§ **Excerpt**
[Begin]

Others see the book as an attempt at a political comeback by Mr Hollande who previously served one term as President.
Following Mr Hollande’s departure from the Elysee Palace, the left political spectrum in France suffered, with only Jean-Luc Melanchon posing any real presence in the left minded camp.
It is suggested a return to politics by Mr Hollande could reunite the left, and bring back a credible challenge to Mr Macron’s centre-right party, La Republique en Marche, as rising factions from the far-right also jostle to remove Mr Macron from power.
Slating Mr Macron in his book, Mr Hollande writes: “This term has been marked by a lack of coherence and by the absence of a doctrine, which has led to the president to multiply U-turns on essential issues, such as the role of the state, ecology and security.”
Mr Macron’s time in office has not been without drama.
The handling of the so-called yellow vest movement in France was criticized by many, as Mr Macron was accused of ignoring the record number of protests that rocked France week after week over a price hike in fuel.

[End]

§ **Supplied data**
[Begin]

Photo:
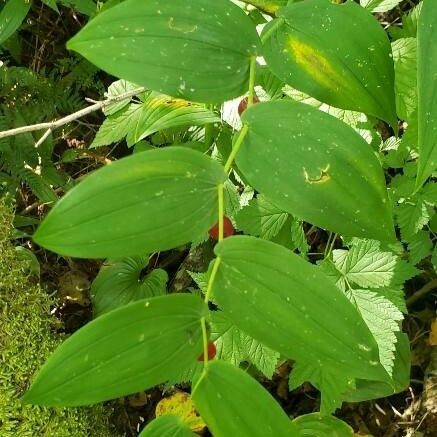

[End]

§ **Request A**
In the excerpt about Mr Hollande's book, what is the name of Mr Macron's party?
§ **Request B**
List every essential issue on which, according to the excerpt about Mr Hollande's book, the president made U-turns.

§ **Complete output A**
La Republique en Marche

§ **Complete output B**
- the role of the state
- ecology
- security